Written request ▸
Copy every one of the following records word for word, leaving out the pictures.

Data entries ▸
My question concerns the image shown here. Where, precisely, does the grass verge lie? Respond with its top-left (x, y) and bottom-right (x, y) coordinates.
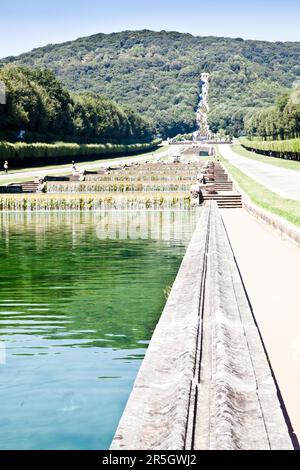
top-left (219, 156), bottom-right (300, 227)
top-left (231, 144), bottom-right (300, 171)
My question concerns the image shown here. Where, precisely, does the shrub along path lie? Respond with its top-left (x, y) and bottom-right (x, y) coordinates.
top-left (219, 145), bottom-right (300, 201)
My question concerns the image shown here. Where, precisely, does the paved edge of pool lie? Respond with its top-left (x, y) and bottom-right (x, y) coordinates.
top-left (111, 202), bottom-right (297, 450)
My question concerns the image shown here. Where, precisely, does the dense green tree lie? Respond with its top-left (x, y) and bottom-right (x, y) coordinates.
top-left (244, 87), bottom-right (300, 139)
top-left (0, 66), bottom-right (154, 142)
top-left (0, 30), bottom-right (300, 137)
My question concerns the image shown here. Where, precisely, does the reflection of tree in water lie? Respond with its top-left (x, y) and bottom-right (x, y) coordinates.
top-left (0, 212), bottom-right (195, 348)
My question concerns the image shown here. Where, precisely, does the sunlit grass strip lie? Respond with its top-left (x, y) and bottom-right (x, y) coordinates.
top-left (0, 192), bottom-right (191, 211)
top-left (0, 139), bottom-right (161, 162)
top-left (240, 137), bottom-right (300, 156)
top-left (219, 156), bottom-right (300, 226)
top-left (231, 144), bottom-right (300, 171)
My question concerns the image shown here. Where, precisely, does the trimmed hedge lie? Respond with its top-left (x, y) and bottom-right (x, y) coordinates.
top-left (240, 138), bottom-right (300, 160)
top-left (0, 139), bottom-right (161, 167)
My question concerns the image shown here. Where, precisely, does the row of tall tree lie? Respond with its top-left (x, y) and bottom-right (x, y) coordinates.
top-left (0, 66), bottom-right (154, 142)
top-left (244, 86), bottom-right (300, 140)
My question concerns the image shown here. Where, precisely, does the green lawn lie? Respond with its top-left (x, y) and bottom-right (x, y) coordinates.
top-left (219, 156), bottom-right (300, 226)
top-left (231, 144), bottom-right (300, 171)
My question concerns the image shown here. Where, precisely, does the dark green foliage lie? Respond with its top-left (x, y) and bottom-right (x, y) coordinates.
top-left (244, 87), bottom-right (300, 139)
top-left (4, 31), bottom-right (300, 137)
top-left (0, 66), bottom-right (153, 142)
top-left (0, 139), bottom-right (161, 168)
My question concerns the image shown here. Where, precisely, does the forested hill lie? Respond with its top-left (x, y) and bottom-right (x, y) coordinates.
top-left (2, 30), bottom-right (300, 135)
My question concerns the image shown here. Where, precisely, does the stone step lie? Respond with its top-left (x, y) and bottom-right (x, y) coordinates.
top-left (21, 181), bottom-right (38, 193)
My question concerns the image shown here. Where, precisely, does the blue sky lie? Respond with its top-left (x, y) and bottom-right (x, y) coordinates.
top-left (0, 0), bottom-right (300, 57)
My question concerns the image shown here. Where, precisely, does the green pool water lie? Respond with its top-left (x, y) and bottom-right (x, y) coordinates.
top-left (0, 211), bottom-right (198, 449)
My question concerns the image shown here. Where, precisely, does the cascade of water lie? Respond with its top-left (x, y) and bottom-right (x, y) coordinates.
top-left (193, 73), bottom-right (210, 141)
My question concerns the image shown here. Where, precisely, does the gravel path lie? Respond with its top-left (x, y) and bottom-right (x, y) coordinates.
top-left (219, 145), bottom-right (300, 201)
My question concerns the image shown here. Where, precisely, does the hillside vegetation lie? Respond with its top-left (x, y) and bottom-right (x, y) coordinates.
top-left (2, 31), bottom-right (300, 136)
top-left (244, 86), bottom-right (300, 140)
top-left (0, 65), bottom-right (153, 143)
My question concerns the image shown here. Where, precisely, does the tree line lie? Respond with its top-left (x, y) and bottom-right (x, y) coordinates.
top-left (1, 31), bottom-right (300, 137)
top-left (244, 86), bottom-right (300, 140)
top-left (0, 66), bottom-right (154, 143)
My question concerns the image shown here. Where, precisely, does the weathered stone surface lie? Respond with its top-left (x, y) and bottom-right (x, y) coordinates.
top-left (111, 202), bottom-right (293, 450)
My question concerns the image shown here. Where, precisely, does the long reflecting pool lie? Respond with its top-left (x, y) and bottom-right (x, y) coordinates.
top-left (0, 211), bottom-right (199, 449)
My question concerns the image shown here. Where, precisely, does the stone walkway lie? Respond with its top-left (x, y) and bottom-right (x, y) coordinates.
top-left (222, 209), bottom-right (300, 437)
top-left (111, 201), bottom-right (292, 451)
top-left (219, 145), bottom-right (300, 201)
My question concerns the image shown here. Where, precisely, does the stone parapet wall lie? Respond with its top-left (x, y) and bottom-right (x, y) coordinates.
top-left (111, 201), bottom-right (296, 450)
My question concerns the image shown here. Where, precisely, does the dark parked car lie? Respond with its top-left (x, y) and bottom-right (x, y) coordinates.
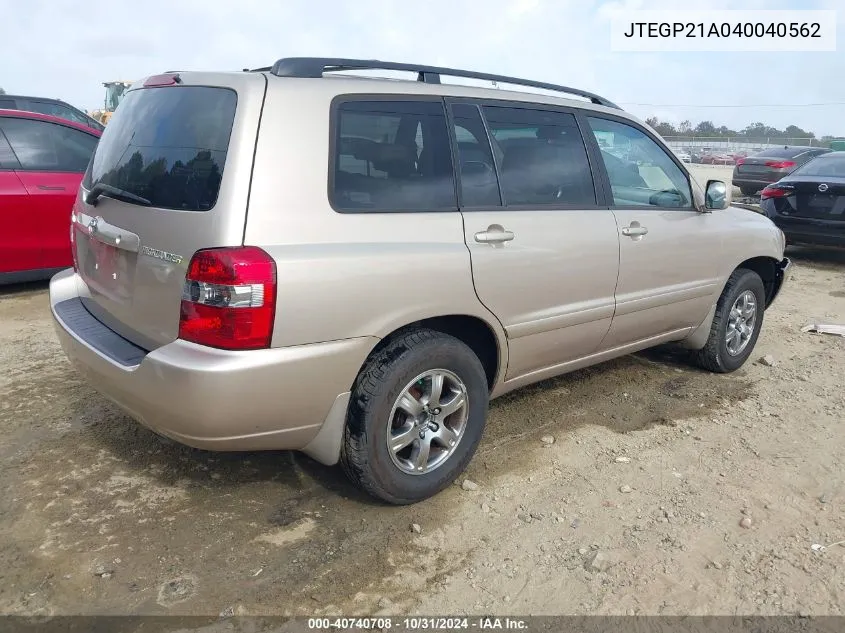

Complete response ▸
My question concerns the image shown here. Where, precisely, does the grass verge lie? Respond with its top-left (x, y) and bottom-right (x, y) coordinates.
top-left (219, 156), bottom-right (300, 227)
top-left (231, 144), bottom-right (300, 171)
My question concerns the image shown here. Where, precisely, does the shrub along path lie? Respond with its top-left (x, y) and bottom-right (x, y) coordinates.
top-left (219, 145), bottom-right (300, 201)
My question concerns the image shown here. Where, precisely, does the paved edge of pool lie? Respond with its top-left (x, y) and bottom-right (x, y) coordinates.
top-left (111, 202), bottom-right (297, 450)
My question concerns the image shown here. Where, precisely, does the dense green tree lie? Respond with its top-left (x, y) and bottom-right (x, y) coordinates.
top-left (244, 87), bottom-right (300, 139)
top-left (0, 66), bottom-right (154, 142)
top-left (0, 30), bottom-right (300, 137)
My question concerns the image shown here. Where, precisely, does the reflection of tree in water lie? Respond with its top-left (x, y) and bottom-right (x, y) coordinates.
top-left (0, 212), bottom-right (195, 348)
My question concerns the image shown here. Where, precisely, does the sunlit grass strip lie? Respond with its top-left (x, y) and bottom-right (x, y) coordinates.
top-left (0, 192), bottom-right (191, 211)
top-left (0, 139), bottom-right (161, 162)
top-left (240, 137), bottom-right (300, 156)
top-left (219, 156), bottom-right (300, 226)
top-left (231, 144), bottom-right (300, 171)
My question concerns the image shown here. Where, precisely, does the trimmed hedge lie? Respond with its top-left (x, y) and bottom-right (x, y) coordinates.
top-left (240, 138), bottom-right (300, 160)
top-left (0, 139), bottom-right (161, 167)
My question concerns the image shown here. Where, precisely, does the row of tall tree lie? Respond with its top-left (x, y) and bottom-right (x, y) coordinates.
top-left (0, 66), bottom-right (154, 142)
top-left (244, 86), bottom-right (300, 140)
My question concerns the image shown here. Where, precisely, does the green lawn lie? Respond with its top-left (x, y) and bottom-right (x, y) coordinates.
top-left (219, 156), bottom-right (300, 226)
top-left (231, 144), bottom-right (300, 171)
My question concerns the image shown here. Where, precisely, does the dark green foliage lie? Respond with its top-left (x, y) and bottom-right (x, y) coordinates.
top-left (244, 87), bottom-right (300, 139)
top-left (4, 31), bottom-right (300, 137)
top-left (0, 66), bottom-right (153, 142)
top-left (0, 139), bottom-right (161, 168)
My question concerns the image shown here. Where, precisely, does the forested hill lie? Respond with its top-left (x, y) and bottom-right (x, y) coordinates.
top-left (2, 30), bottom-right (300, 135)
My question concerns the image shown here. Where, precisely, does the stone step lie? Respond with its top-left (x, y) and bottom-right (x, y) coordinates.
top-left (21, 181), bottom-right (38, 193)
My question concerns the image shown here. Where, precisely, does the blue sky lie? Respond with its top-left (x, y) and bottom-right (x, y) coordinates.
top-left (0, 0), bottom-right (300, 57)
My question concerns the image shown here. Where, precisely, does the green pool water lie? Respond with its top-left (x, y) and bottom-right (x, y) coordinates.
top-left (0, 211), bottom-right (198, 449)
My question concerns the image shown here. Where, precisely, does the cascade of water lie? Respond with its top-left (x, y) and bottom-right (x, y) coordinates.
top-left (193, 73), bottom-right (210, 141)
My question concerns the image shown here. Where, precisely, does the gravel path lie? Respond with its top-left (x, y) and bottom-right (x, y) coordinates.
top-left (219, 145), bottom-right (300, 201)
My question concerns the image shown here. Where, precisely, does the hillside vegetation lie? Respond with its top-left (x, y) and bottom-right (x, y) coordinates.
top-left (2, 31), bottom-right (300, 136)
top-left (244, 86), bottom-right (300, 140)
top-left (0, 65), bottom-right (153, 143)
My question concerns the image shown here. Where, precisely, does the tree line lie? Respond with its top-left (x, y) and bottom-right (x, y) coordinates.
top-left (1, 31), bottom-right (300, 137)
top-left (244, 86), bottom-right (300, 140)
top-left (0, 66), bottom-right (154, 143)
My question concerns the image shown here. Where, precisely, does the weathered stone surface lie? Respond with its top-left (x, y) and bottom-right (x, y) coordinates.
top-left (111, 202), bottom-right (293, 450)
My question concerns the image shown here. Where, precisely, does the long reflecting pool lie? Respond with its top-left (x, y) and bottom-right (x, y) coordinates.
top-left (0, 211), bottom-right (199, 449)
My question concerns the image shown here. Where, precisely, does the stone walkway lie? Respond with its top-left (x, y) and bottom-right (x, y) coordinates.
top-left (222, 209), bottom-right (300, 437)
top-left (111, 201), bottom-right (292, 451)
top-left (219, 145), bottom-right (300, 201)
My question concerns the image shown here. Where, precisely, does the stone parapet wall lie? Respond with its top-left (x, y) and bottom-right (x, y) coordinates.
top-left (111, 201), bottom-right (296, 450)
My question concerns the image shown here. Where, precisely, does the dark parked car lie? Respond with its top-left (x, y) and bottom-right (x, y) coordinates.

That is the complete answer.